Texto extraído:
Maria da Conceição formou economistas e chamou Bolsonaro de fascista
Maria da Conceição de Almeida Tavares, de 93 anos, foi uma premiada economista, matemática e escritora luso-brasileira. Militante da esquerda, ficou conhecida, entre outras coisas, por sua postura combativa ao capitalismo brasileiro. "Eu era muito discreta [...] Agora não sou mais tranquila, eu fiquei brava no Brasil", disse a economista em seu documentário biográfico Livre Pensar (2019), do cineasta José Mariani.
Ao longo de sua vida, a economista trabalhou na elaboração do Plano de Metas na gestão do presidente Juscelino Kubitschek (1956-1961), foi deputada federal pelo Partido dos Trabalhadores e lecionou na Universidade Estadual de Campinas (Unicamp) e na Universidade Federal do Rio de Janeiro (UFRJ).
Chegada ao Brasil
Nascida em Portugal, Maria da Conceição cresceu em Lisboa, com uma mãe católica e um pai que abrigava em casa refugiados da guerra civil espanhola, na era Salazar. Foi a ditadura, inclusive, que a fez se mudar para o Brasil, desembarcando no Rio de Janeiro em fevereiro de 1954.
Naquela época, ela já era formada em Ciências Matemáticas pela Universidade de Lisboa. O clima de nacionalismo e as promessas de desenvolvimento urbano a inspiraram profundamente ainda no desembarque. "Acreditei que o Brasil iria ser uma democracia e uma civilização original dos trópicos. Eu realmente acreditei", comentou no documentário que retrata parte de sua vida.

Dados fornecidos:
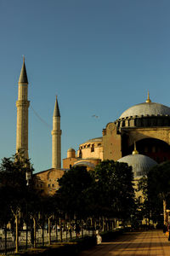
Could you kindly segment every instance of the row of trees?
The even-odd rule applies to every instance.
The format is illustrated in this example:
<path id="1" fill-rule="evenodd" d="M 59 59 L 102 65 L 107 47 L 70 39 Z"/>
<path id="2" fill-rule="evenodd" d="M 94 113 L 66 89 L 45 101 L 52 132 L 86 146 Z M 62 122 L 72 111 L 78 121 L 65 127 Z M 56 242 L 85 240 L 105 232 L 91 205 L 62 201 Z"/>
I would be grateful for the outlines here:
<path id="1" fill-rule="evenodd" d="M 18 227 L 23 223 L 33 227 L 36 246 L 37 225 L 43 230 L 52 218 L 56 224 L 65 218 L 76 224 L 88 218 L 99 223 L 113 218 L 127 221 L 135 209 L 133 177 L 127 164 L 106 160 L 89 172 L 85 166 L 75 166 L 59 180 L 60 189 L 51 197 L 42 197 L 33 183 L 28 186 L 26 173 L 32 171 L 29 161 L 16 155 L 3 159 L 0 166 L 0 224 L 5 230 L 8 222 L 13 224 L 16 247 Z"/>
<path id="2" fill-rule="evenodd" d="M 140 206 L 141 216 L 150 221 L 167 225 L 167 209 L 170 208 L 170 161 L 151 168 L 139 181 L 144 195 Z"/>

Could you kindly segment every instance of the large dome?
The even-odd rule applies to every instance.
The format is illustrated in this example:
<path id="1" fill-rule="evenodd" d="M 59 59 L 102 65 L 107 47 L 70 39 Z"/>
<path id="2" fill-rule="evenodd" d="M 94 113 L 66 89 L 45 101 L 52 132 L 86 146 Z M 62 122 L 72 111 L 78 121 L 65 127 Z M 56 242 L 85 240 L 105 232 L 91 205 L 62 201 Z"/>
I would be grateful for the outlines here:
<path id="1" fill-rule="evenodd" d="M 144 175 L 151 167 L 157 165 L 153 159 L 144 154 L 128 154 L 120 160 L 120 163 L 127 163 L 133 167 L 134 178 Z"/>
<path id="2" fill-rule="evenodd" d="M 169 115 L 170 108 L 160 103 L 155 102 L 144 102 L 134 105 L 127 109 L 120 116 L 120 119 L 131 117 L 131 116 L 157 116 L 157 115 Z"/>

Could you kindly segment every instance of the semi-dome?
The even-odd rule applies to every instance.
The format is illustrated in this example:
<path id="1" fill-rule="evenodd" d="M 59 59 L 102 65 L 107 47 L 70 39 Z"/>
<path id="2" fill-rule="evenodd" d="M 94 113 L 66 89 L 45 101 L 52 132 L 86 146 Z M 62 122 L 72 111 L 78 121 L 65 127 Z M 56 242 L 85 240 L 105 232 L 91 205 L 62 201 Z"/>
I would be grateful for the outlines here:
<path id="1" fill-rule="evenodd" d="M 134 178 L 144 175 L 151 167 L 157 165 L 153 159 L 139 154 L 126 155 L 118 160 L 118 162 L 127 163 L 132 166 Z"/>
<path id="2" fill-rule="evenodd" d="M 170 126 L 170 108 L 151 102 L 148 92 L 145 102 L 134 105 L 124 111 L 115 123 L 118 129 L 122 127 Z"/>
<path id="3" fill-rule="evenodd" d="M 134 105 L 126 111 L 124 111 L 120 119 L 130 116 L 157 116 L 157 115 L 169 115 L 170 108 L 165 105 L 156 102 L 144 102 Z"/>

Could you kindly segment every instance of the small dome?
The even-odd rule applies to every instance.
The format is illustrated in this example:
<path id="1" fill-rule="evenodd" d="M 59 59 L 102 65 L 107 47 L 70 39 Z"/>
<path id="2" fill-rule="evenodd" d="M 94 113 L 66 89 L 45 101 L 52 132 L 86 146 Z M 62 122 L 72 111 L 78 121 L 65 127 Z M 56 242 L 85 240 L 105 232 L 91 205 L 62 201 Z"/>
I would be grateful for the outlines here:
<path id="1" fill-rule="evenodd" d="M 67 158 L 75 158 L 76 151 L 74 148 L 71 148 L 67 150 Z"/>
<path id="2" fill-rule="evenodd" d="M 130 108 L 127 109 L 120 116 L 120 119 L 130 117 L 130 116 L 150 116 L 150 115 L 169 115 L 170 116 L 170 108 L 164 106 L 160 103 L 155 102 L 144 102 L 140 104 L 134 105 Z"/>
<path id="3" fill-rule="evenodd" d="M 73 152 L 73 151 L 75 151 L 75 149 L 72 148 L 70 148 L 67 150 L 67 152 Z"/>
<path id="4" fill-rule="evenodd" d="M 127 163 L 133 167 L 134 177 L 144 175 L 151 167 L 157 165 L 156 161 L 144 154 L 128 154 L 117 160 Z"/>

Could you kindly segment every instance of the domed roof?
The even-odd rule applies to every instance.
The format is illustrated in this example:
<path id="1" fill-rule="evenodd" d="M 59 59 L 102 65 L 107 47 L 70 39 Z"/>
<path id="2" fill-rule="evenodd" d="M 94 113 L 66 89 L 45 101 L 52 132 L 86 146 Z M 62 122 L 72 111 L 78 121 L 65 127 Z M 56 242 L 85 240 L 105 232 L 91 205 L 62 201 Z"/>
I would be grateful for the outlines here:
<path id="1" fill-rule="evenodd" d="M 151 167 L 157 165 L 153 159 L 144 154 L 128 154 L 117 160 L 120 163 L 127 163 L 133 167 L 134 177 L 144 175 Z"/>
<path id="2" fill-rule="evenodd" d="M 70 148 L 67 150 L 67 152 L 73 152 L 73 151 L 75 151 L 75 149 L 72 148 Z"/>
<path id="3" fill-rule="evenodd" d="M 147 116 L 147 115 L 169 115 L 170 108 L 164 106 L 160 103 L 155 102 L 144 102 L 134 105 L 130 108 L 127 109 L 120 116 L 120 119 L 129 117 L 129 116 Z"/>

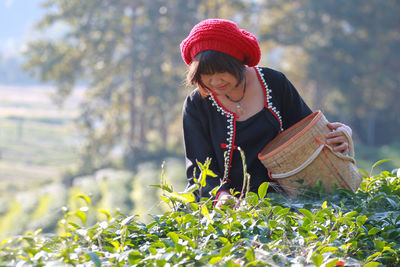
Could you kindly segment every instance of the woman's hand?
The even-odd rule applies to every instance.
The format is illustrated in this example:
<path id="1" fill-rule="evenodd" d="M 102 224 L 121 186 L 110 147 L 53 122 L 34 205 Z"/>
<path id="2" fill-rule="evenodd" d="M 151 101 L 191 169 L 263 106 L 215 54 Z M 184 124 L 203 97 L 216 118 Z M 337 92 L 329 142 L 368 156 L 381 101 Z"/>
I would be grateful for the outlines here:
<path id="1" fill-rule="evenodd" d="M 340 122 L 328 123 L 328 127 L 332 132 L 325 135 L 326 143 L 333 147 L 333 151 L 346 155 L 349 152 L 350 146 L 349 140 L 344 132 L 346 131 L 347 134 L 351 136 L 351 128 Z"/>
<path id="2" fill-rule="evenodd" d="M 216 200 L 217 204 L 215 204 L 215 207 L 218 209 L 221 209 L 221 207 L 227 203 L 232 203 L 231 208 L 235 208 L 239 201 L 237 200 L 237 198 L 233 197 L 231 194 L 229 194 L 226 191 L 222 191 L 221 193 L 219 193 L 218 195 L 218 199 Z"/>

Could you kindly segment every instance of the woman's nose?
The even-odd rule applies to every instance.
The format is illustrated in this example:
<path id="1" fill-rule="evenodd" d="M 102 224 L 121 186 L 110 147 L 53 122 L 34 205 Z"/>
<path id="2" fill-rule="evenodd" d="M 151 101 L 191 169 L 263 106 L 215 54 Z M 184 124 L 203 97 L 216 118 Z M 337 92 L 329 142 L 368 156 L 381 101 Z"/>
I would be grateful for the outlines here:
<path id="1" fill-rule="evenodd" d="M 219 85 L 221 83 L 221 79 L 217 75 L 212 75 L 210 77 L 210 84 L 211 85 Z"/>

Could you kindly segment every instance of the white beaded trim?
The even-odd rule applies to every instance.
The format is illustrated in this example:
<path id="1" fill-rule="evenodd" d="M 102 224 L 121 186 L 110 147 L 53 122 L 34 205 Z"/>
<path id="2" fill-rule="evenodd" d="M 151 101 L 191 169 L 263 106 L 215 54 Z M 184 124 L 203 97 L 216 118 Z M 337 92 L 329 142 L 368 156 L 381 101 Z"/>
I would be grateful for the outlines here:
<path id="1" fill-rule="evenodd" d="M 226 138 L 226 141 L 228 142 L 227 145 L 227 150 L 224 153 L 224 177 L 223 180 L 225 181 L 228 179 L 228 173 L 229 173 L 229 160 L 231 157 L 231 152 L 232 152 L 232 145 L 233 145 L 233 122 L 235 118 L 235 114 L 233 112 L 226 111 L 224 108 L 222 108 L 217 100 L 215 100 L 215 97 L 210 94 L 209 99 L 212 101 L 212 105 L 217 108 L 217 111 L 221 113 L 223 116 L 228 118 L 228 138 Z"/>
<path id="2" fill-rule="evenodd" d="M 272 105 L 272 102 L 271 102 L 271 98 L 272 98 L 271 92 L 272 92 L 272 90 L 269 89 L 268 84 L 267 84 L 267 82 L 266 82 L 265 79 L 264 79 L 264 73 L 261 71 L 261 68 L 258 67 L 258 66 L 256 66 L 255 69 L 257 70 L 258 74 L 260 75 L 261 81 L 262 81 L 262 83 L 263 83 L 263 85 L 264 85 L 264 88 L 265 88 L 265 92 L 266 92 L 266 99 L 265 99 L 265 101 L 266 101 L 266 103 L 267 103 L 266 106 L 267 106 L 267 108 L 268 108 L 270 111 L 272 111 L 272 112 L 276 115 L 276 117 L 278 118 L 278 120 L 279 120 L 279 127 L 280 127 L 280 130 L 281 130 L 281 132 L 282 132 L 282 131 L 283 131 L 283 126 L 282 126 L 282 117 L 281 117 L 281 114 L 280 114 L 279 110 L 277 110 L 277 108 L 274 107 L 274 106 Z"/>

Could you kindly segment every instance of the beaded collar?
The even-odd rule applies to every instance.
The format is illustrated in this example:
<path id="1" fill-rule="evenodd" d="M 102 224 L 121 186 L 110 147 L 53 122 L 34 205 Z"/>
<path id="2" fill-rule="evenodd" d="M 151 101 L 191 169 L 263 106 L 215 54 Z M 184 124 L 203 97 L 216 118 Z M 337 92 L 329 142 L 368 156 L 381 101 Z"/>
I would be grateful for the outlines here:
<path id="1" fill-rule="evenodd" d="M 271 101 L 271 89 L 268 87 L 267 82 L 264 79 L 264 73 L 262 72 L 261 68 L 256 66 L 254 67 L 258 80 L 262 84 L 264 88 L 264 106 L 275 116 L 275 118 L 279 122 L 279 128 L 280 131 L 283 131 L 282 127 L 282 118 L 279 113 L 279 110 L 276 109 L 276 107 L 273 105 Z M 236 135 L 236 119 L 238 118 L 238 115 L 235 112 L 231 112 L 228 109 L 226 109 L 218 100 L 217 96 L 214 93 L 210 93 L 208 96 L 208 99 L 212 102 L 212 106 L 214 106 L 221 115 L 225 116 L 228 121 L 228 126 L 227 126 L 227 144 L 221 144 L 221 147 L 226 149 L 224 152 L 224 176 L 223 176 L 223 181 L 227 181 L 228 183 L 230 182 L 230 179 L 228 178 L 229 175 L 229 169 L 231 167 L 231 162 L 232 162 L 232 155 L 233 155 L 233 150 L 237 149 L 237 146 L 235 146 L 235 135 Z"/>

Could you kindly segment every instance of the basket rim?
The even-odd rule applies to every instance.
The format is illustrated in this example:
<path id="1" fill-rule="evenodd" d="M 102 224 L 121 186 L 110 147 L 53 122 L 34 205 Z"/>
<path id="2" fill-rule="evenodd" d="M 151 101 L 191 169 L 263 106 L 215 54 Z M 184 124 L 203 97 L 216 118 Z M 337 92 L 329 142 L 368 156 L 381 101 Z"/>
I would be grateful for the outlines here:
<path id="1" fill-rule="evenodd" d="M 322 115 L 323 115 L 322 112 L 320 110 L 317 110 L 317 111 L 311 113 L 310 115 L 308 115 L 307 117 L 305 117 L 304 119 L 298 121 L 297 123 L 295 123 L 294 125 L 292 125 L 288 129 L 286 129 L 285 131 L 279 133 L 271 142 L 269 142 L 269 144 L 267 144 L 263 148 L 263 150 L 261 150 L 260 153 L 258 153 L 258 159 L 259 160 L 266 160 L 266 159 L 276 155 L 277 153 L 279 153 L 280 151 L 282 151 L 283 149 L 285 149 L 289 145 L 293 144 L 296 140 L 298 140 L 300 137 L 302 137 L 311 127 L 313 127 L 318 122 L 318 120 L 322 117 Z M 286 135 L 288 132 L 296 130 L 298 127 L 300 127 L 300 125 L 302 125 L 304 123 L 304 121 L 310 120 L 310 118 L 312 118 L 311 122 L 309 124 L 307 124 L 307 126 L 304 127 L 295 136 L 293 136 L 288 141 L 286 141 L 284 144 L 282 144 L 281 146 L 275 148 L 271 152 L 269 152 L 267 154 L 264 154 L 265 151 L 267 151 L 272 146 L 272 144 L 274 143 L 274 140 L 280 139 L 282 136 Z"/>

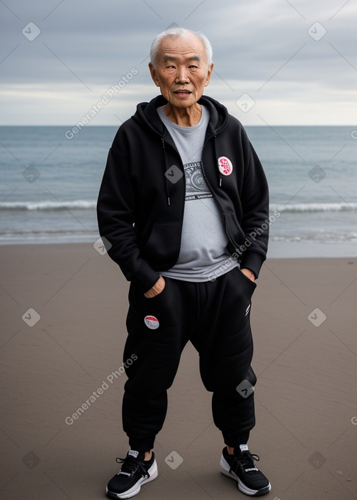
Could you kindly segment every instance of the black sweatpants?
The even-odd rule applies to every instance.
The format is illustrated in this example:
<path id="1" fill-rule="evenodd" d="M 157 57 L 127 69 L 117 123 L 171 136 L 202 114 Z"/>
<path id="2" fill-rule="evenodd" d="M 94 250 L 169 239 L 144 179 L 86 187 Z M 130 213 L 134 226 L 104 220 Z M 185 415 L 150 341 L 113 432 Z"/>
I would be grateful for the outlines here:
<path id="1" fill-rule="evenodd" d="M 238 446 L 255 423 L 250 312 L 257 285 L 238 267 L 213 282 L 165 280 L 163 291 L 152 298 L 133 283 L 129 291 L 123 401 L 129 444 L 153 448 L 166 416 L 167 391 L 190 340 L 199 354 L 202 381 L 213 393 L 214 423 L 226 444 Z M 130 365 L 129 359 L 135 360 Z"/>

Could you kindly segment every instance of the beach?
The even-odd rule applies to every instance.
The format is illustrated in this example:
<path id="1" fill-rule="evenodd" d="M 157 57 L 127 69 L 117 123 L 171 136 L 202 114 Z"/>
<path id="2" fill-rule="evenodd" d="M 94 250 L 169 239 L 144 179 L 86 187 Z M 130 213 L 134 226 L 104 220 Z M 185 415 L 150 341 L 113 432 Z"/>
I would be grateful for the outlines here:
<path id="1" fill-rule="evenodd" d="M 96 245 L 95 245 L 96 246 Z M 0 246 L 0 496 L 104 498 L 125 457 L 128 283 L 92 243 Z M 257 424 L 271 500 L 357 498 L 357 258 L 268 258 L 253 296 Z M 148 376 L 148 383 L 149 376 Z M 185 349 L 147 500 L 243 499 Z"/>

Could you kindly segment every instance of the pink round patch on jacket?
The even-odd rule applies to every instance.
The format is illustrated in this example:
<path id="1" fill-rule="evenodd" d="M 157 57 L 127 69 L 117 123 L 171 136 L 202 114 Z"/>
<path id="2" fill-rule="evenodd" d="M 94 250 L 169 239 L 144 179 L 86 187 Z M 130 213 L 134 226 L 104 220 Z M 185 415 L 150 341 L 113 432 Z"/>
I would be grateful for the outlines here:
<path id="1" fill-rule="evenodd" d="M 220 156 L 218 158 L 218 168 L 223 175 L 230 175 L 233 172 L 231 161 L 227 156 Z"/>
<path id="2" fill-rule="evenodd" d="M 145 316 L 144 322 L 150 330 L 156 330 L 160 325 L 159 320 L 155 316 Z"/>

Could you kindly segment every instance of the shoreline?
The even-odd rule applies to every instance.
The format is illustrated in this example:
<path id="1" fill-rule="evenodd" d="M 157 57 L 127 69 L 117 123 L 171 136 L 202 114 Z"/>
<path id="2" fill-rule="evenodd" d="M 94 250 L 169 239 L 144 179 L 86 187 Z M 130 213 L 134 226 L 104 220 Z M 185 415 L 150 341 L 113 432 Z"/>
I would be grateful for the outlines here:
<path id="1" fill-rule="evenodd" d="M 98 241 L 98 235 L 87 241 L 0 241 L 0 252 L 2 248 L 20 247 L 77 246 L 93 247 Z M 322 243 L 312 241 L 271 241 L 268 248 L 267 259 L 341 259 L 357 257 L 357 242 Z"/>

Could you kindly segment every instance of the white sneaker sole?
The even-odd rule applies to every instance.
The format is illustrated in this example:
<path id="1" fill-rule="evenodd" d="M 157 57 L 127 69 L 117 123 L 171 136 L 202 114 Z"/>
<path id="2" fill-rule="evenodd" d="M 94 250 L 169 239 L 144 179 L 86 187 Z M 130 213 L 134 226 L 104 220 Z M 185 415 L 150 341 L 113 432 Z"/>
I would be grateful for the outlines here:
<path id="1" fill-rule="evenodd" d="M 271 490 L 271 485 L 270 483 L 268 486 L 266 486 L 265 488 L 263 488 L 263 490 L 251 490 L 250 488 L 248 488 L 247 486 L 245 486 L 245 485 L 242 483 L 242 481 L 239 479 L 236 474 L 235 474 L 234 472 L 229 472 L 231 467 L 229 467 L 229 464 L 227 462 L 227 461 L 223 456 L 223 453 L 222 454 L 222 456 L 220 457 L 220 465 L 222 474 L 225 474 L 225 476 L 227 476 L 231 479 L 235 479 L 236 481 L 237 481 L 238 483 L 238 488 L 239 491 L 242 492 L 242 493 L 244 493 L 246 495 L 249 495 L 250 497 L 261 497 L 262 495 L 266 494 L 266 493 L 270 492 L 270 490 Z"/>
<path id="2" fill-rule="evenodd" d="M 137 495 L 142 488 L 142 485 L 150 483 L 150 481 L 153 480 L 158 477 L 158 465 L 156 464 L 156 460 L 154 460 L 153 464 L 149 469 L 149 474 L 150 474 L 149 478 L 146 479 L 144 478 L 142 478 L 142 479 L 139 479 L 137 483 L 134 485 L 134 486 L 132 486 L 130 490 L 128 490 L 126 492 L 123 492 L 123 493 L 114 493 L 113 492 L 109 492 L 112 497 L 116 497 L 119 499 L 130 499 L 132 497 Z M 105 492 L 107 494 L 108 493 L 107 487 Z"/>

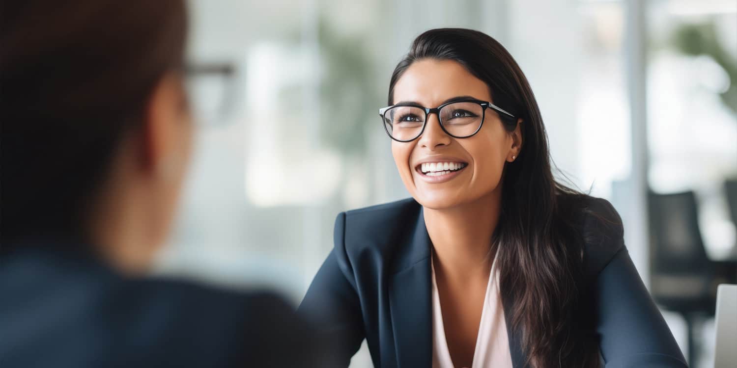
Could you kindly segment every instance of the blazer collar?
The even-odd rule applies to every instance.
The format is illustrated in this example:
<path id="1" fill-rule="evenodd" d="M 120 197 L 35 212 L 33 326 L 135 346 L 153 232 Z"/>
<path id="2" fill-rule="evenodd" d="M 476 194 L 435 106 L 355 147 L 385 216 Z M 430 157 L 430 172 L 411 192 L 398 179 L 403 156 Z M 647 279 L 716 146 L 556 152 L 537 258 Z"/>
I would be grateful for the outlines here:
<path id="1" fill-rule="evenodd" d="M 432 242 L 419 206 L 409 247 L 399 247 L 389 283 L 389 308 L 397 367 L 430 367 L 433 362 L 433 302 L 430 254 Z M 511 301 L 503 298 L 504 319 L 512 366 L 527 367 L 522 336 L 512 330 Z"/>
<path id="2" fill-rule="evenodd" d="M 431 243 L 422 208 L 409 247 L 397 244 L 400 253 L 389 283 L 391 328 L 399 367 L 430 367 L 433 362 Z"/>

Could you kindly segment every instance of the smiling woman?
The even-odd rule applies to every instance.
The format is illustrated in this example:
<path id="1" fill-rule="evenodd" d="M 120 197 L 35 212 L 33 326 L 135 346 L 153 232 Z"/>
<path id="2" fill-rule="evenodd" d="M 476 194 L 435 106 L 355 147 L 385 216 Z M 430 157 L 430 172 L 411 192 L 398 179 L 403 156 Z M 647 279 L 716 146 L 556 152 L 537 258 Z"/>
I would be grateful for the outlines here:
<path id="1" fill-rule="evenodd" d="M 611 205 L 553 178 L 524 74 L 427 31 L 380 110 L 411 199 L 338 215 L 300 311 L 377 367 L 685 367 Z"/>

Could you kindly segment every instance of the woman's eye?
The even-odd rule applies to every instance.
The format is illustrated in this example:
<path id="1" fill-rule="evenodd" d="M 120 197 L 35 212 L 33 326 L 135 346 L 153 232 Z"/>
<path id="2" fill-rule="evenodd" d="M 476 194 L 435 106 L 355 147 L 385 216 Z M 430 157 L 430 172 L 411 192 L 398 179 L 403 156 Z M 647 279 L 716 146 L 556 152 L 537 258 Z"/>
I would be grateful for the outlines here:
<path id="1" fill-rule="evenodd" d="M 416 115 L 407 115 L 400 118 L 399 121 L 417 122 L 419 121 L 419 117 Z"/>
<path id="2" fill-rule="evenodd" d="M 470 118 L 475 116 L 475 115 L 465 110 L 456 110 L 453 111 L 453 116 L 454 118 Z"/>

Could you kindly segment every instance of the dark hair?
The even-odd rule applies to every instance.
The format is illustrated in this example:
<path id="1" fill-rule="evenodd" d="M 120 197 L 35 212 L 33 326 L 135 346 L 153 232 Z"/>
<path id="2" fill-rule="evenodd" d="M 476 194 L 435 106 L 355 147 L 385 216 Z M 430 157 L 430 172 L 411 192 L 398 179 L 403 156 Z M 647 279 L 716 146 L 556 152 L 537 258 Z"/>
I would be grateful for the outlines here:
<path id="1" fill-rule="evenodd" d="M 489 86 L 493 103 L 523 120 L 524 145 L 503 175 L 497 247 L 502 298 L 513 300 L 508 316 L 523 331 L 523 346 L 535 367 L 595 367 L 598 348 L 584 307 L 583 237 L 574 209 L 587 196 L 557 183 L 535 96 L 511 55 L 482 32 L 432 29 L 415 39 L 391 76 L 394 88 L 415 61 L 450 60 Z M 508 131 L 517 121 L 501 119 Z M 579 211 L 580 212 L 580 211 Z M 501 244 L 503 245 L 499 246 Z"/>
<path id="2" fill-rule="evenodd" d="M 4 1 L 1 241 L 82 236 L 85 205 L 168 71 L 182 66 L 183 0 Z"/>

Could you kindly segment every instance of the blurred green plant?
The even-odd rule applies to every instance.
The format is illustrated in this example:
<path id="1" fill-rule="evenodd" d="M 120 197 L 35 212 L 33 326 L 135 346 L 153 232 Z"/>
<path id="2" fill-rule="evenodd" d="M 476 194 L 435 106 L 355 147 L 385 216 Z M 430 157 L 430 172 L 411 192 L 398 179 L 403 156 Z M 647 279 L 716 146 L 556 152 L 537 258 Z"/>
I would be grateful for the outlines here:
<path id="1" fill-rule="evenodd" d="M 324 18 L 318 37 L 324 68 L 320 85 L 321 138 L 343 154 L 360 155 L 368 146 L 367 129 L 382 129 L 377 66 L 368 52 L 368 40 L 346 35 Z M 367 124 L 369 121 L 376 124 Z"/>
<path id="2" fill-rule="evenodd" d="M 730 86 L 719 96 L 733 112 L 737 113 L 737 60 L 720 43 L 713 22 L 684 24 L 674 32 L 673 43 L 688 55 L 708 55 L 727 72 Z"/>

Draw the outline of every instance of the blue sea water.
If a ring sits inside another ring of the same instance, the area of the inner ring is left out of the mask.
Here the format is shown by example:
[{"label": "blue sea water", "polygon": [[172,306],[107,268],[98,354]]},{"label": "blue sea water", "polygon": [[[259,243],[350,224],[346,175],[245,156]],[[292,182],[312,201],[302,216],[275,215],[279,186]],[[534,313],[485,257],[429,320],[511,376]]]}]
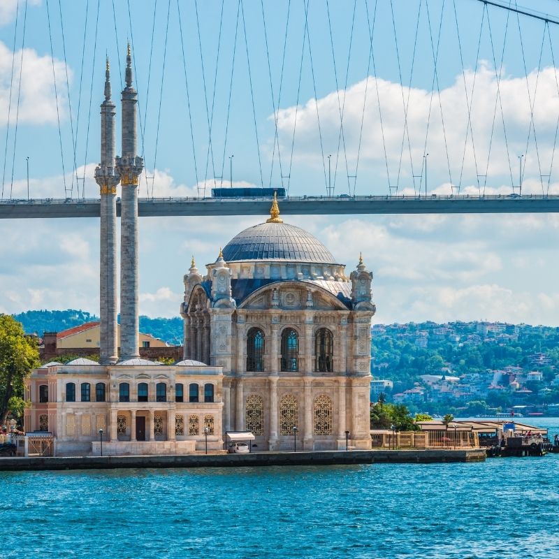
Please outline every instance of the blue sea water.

Tarefa escrita:
Copie fielmente o trecho do texto sobre Maria da Conceição Tavares que começa nas palavras "Chegada ao Brasil" e pare logo depois de "de sua vida.".

Resposta escrita:
Chegada ao Brasil
Nascida em Portugal, Maria da Conceição cresceu em Lisboa, com uma mãe católica e um pai que abrigava em casa refugiados da guerra civil espanhola, na era Salazar. Foi a ditadura, inclusive, que a fez se mudar para o Brasil, desembarcando no Rio de Janeiro em fevereiro de 1954.
Naquela época, ela já era formada em Ciências Matemáticas pela Universidade de Lisboa. O clima de nacionalismo e as promessas de desenvolvimento urbano a inspiraram profundamente ainda no desembarque. "Acreditei que o Brasil iria ser uma democracia e uma civilização original dos trópicos. Eu realmente acreditei", comentou no documentário que retrata parte de sua vida.